§ Provided passage:
|---|

Thanks for the scouting report. Keep updating as you might save me some time this afternoon. I previously posted a thread about checking Lakeville Lake this evening. It too may go from 4" to 2" about 75 yards off the boat launch. I've only been checking 10 yards out for the past three weeks. I don't want any chances of getting wet / losing my gear.


----------



## blood trail (Mar 31, 2010)

Well, lake # 2 is about the same report..3-4" a little ways out from shore and the just kept getting thinner and thinner...at least it's a nice day to pound the woods, guess I'm gonna head home to grab the boy and a bunny gun!
_Posted via Mobile Device_


----------



## blood trail (Mar 31, 2010)

Been fishin a little 50-60 acre lake in Highland since about 11 this morning. About 3-4" of nice black snow covered ice...no white ice whatsoever! Some spots are a little less than 3" but not many.

The bite has been crazy slow though. I wanted to spear this lalke today, think I'm gonna wait till sunday. 

All the holes were slushin up n freezing up fast, so I think were finally makin some good ice!!!...now let's just hope it stays!
_Posted via Mobile Device_


----------



## wintrrun (Jun 11, 2008)

Checked a small lake real quick.
4 holes punched out to 50yds from shore with a 4" avg.
She's definitely making ice.
Going to hold off til tomorrow morning now and just make a day of it.


----------



## joe66 (Dec 9, 2010)

We fished howell yesterday 1.5 inches 2 in some spots but I was solid didnt make a nosie till the sun went down then you could tell she was making ice hoping we got an inch of new ice last night, headed back out in a few hours

Outdoor Hub mobile, the outdoor information engine


----------



## Quack Attacker (Jan 12, 2012)

Went out today and finally stared off 2012 with spearing a 28 incher.


----------



## blood trail (Mar 31, 2010)

That's awesome Quack!...I'm hopin to get out sunday to throw a fork.
_Posted via Mobile Device_


----------

|---|

§ Material to process:
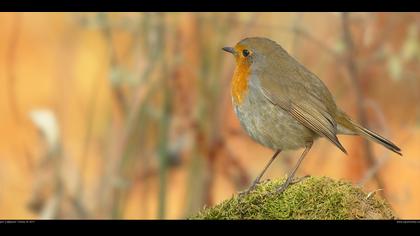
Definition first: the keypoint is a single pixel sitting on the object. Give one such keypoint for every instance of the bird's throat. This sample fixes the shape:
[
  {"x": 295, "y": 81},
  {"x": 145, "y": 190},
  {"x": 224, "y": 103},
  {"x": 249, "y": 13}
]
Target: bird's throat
[{"x": 240, "y": 82}]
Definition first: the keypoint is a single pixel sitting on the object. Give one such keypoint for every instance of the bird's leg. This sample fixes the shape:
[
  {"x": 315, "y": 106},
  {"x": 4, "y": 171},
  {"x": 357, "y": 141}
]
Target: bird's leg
[
  {"x": 289, "y": 179},
  {"x": 257, "y": 180}
]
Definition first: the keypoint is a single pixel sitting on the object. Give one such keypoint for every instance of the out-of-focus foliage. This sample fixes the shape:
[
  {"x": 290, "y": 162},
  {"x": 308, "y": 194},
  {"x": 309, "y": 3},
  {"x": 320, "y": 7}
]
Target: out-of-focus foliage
[{"x": 128, "y": 115}]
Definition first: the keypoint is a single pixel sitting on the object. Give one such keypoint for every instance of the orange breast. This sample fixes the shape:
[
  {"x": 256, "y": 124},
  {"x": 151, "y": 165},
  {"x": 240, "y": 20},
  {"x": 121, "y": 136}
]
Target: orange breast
[{"x": 240, "y": 82}]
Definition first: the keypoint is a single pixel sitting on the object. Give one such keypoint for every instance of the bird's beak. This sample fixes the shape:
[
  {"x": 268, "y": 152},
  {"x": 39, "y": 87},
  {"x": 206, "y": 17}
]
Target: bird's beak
[{"x": 229, "y": 49}]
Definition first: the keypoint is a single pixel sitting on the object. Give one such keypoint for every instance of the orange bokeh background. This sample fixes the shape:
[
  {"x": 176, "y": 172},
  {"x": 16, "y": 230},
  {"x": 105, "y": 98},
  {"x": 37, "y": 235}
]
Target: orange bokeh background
[{"x": 139, "y": 117}]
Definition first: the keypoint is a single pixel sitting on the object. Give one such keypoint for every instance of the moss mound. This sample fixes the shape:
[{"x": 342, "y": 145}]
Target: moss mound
[{"x": 312, "y": 198}]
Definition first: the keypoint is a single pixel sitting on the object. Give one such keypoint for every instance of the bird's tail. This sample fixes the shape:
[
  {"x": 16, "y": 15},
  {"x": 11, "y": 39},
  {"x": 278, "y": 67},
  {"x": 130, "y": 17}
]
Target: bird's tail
[{"x": 358, "y": 129}]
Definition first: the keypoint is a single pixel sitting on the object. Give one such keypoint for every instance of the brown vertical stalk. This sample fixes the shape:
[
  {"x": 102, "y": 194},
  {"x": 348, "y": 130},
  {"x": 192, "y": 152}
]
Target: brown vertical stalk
[
  {"x": 11, "y": 64},
  {"x": 354, "y": 77}
]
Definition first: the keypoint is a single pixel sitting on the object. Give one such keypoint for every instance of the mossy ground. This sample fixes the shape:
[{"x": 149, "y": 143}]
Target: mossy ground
[{"x": 312, "y": 198}]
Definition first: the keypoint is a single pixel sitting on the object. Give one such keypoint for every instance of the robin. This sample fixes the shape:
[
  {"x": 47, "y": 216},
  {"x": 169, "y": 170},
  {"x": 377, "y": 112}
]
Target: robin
[{"x": 284, "y": 106}]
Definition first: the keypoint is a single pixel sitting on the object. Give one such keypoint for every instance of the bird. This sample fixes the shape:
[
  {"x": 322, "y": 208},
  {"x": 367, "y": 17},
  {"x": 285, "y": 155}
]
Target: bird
[{"x": 284, "y": 106}]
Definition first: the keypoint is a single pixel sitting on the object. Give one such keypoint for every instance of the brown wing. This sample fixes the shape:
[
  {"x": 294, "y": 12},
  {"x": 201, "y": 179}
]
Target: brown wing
[{"x": 305, "y": 101}]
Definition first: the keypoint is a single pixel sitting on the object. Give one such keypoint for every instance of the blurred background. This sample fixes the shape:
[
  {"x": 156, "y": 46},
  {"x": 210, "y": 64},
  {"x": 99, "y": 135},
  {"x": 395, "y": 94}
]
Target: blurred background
[{"x": 129, "y": 115}]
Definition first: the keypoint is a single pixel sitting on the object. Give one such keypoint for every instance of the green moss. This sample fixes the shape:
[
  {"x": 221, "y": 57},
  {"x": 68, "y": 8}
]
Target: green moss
[{"x": 312, "y": 198}]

|---|

§ Directions:
1) Reproduce the ice-fishing thread word for word.
2) Rewrite every line in the stretch of the rows from the line containing "of the green" through the end of the rows. Add 107 to each keypoint coordinate in the answers and leave every other line unchanged.

§ Responses in order:
1)
Thanks for the scouting report. Keep updating as you might save me some time this afternoon. I previously posted a thread about checking Lakeville Lake this evening. It too may go from 4" to 2" about 75 yards off the boat launch. I've only been checking 10 yards out for the past three weeks. I don't want any chances of getting wet / losing my gear.


----------



## blood trail (Mar 31, 2010)

Well, lake # 2 is about the same report..3-4" a little ways out from shore and the just kept getting thinner and thinner...at least it's a nice day to pound the woods, guess I'm gonna head home to grab the boy and a bunny gun!
_Posted via Mobile Device_


----------



## blood trail (Mar 31, 2010)

Been fishin a little 50-60 acre lake in Highland since about 11 this morning. About 3-4" of nice black snow covered ice...no white ice whatsoever! Some spots are a little less than 3" but not many.

The bite has been crazy slow though. I wanted to spear this lalke today, think I'm gonna wait till sunday. 

All the holes were slushin up n freezing up fast, so I think were finally makin some good ice!!!...now let's just hope it stays!
_Posted via Mobile Device_


----------



## wintrrun (Jun 11, 2008)

Checked a small lake real quick.
4 holes punched out to 50yds from shore with a 4" avg.
She's definitely making ice.
Going to hold off til tomorrow morning now and just make a day of it.


----------



## joe66 (Dec 9, 2010)

We fished howell yesterday 1.5 inches 2 in some spots but I was solid didnt make a nosie till the sun went down then you could tell she was making ice hoping we got an inch of new ice last night, headed back out in a few hours

Outdoor Hub mobile, the outdoor information engine


----------



## Quack Attacker (Jan 12, 2012)

Went out today and finally stared off 2012 with spearing a 28 incher.


----------



## blood trail (Mar 31, 2010)

That's awesome Quack!...I'm hopin to get out sunday to throw a fork.
_Posted via Mobile Device_


----------

2)
Definition first: the keypoint is a single pixel sitting on the object. Give one such keypoint for every instance of the green moss. This sample fixes the shape:
[
  {"x": 221, "y": 57},
  {"x": 68, "y": 8}
]
Target: green moss
[{"x": 419, "y": 305}]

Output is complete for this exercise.